# [Documento]
======

João Monteiro cria ode anarquista aos prazeres do mundo

JOSÉ GERALDO COUTO
da Equipe de Articulistas

O cineasta e ator português João César Monteiro, 60, é um planeta à parte no cinema contemporâneo. Já tentaram enquadrá-lo sob o epíteto de "Woody Allen português", mas Monteiro escapa por todos os lados: é um dos criadores mais estranhos e originais de nossa época.
Blasfemo e refinado, anárquico e hedonista, seu cinema desconcertou o público brasileiro há quatro anos, quando aportou por aqui sua "Comédia de Deus".
Agora seu alter ego João de Deus (interpretado pelo próprio Monteiro) está de volta em "As Bodas de Deus", uma espécie de continuação da "Comédia".
No filme anterior, João era um empregado de sorveteria que acabava preso e internado num manicômio por conta de sua receita muito pessoal de sorvete: o leite de que se servia era colocado numa banheira onde se lavavam belas adolescentes.
Em "As Bodas de Deus", João mantém a mesma rebeldia e a mesma tara: guardar os pêlos pubianos de lindas mulheres.
Desta vez, convertido em vagabundo, vestido com a camisa da seleção brasileira de futebol, comendo pão amanhecido e atum estragado à beira de um lago, ele recebe de um emissário de Deus uma maleta repleta de dólares.
Quando ainda está contando as notas, no parque, percebe que uma moça está se afogando e mergulha no lago para salvá-la. Leva-a para um convento, onde é tratado como um santo.
Retoma o dinheiro e vai deleitar-se nos prazeres da carne e do espírito na "Quinta do Paraíso".
Chega de contar a história. Basta saber que haverá um príncipe árabe, cuja esposa João de Deus conquistará num jogo de dados, uma revolução abortada, nova prisão do herói, o reencontro com a moça salva das águas etc.

Celebração da beleza
Nos filmes de João César Monteiro as coisas mais estranhas acontecem como que naturalmente, sem preparação e sem ênfase. Um casamento ou uma ária de ópera, uma cópula ou um jogo de pôquer, tudo é filmado com o mesmo vagar e a mesma aparente indiferença.

======

# [Linhas]
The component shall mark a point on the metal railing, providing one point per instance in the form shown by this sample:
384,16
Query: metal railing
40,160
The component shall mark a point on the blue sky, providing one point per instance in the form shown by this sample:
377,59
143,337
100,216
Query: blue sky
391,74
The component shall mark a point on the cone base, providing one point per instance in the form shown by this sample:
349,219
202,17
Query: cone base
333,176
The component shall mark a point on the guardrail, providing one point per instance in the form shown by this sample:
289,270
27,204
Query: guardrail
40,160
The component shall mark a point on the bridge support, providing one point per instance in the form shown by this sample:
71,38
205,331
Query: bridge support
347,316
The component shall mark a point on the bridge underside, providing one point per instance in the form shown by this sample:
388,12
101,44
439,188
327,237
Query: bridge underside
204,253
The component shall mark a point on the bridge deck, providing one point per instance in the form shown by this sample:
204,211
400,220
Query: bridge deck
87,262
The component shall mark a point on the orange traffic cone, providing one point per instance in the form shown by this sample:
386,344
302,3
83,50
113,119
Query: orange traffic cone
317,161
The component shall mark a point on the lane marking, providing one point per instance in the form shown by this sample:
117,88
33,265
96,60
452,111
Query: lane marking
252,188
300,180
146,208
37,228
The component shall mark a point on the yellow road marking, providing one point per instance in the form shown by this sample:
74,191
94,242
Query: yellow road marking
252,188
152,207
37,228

======

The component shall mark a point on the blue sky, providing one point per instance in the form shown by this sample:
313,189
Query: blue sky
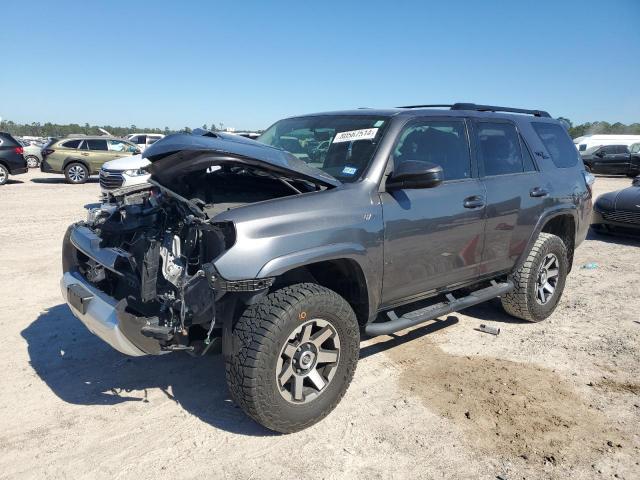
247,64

======

# [Ações necessárias]
A – Reproduza literalmente o trecho da crítica de "As Bodas de Deus" que começa em "Chega de contar" e termina em "mesma aparente indiferença.".
B – Prossiga a crítica de "As Bodas de Deus" a partir da última frase apresentada.

# [Respostas]
A –
Chega de contar a história. Basta saber que haverá um príncipe árabe, cuja esposa João de Deus conquistará num jogo de dados, uma revolução abortada, nova prisão do herói, o reencontro com a moça salva das águas etc.

Celebração da beleza
Nos filmes de João César Monteiro as coisas mais estranhas acontecem como que naturalmente, sem preparação e sem ênfase. Um casamento ou uma ária de ópera, uma cópula ou um jogo de pôquer, tudo é filmado com o mesmo vagar e a mesma aparente indiferença.

B –
Em "As Bodas de Deus", ao sensualismo polimórfico do protagonista corresponde, por parte da câmera, uma celebração pura e simples das belezas do mundo: uma mulher nadando nua, uma ramagem à beira do lago, uma inscrição rupestre, um quadro, uma sinfonia.
O mundo de João de Deus/João Monteiro é o mundo do prazer -físico e espiritual. E é só porque o impedem de desfrutá-lo plenamente que ele se revolta -contra Deus, pátria, família e qualquer outro obstáculo que se apresente.
João é um profeta da imanência: seu emissário de Deus é tão fajuto quanto a princesa árabe. Seu paraíso será aqui e agora ou não será em lugar nenhum.
O que há de mais belo em "As Bodas de Deus" é que a revolta e a poesia são inseparáveis.
Expulso de seu paraíso, preso numa cela minúscula, João pendura-se nas barras de sua janela, magro e retorcido feito um Nosferatu, e cantarola uma ária como se a música animasse cada uma de suas fibras e nervos.
É uma das cenas inesquecíveis deste filme sublime. Mas há outras: a trepada com a "princesa" (uma das mais grotescas e corajosas cenas de sexo do cinema), o tirano anão cercado de manequins num camarote de teatro, o reencontro de João com a moça salva (homenagem à "Pickpocket").
Há ainda os diálogos impagáveis, as brincadeiras com Mallarmé, Proust e Dante, as irresistíveis blasfêmias. Para quem está habituado à "junk food" do cinema americano, um tal banquete pode até fazer mal.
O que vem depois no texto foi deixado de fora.